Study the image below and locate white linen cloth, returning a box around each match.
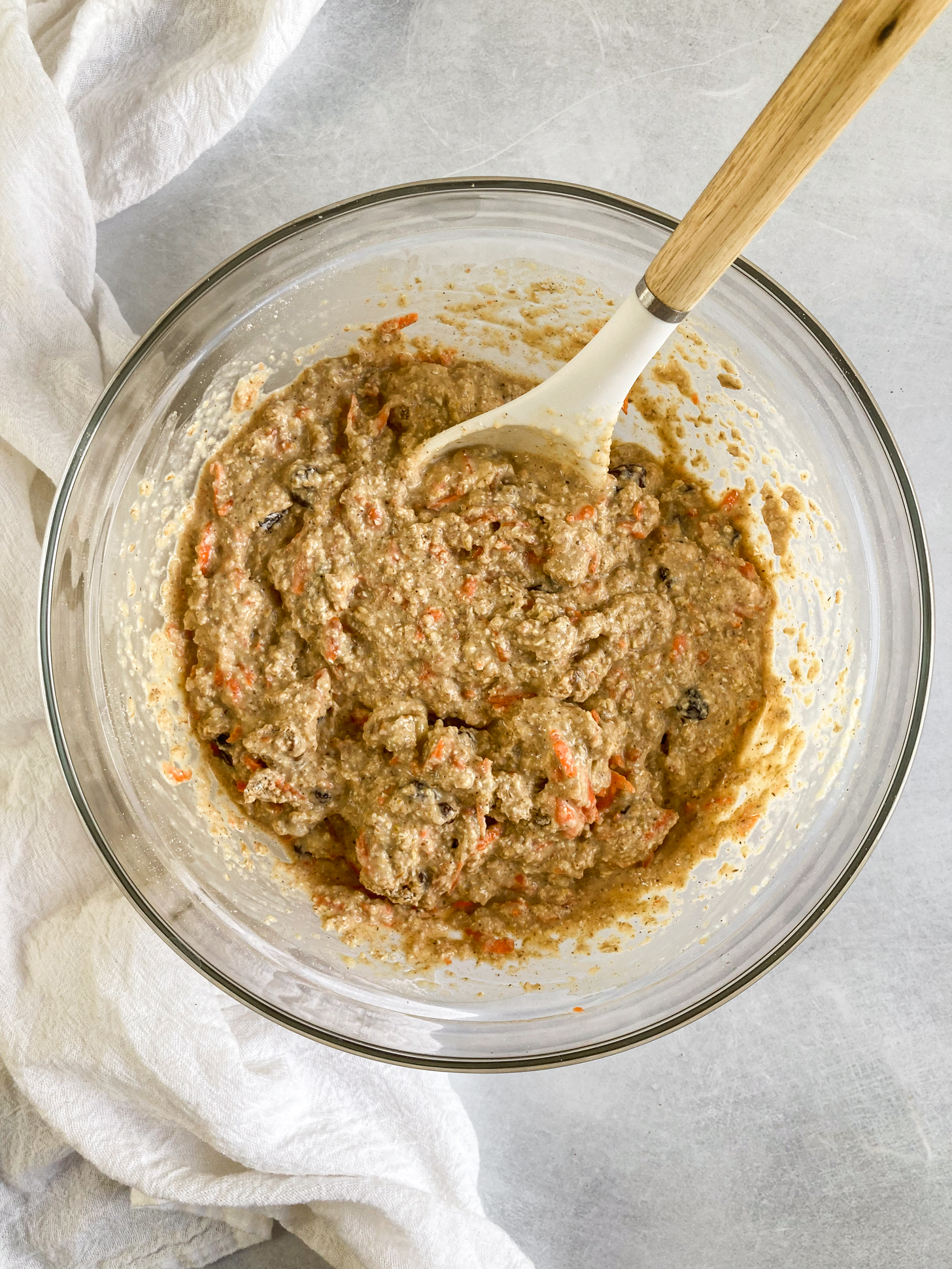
[0,0,538,1269]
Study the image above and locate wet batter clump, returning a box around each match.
[179,322,774,959]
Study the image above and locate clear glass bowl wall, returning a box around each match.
[41,180,932,1070]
....
**WHAT YOU NEED TO DO**.
Recast the entries above as a JSON list of strings, one string per line, with blank lines and the pictures left out.

**ANSWER TO THE PROBLEM**.
[
  "Study the image below and locate white linen cloth, returning a box around each match.",
  "[0,0,538,1269]",
  "Study the image above and locate wet batter clump, returning a box around each match.",
  "[179,322,774,959]",
  "Study the image above and locate clear glass bowl wall, returning a box around each match.",
  "[41,180,932,1070]"
]